## Exercise description
Put every line of the data below into a JSON array of strings, one string per line, skipping blank lines.

───── Entries shown

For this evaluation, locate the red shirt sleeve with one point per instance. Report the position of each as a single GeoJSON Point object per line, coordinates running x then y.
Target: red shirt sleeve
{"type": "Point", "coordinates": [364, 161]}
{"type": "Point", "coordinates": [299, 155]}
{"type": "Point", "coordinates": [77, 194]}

──────────

## Finished answer
[
  "For this evaluation, locate the red shirt sleeve with one point per instance. Report the position of each as a single GeoJSON Point object per line, coordinates running x then y.",
  "Target: red shirt sleeve",
  "{\"type\": \"Point\", \"coordinates\": [364, 161]}",
  "{\"type\": \"Point\", \"coordinates\": [299, 155]}",
  "{\"type\": \"Point\", \"coordinates\": [77, 194]}"
]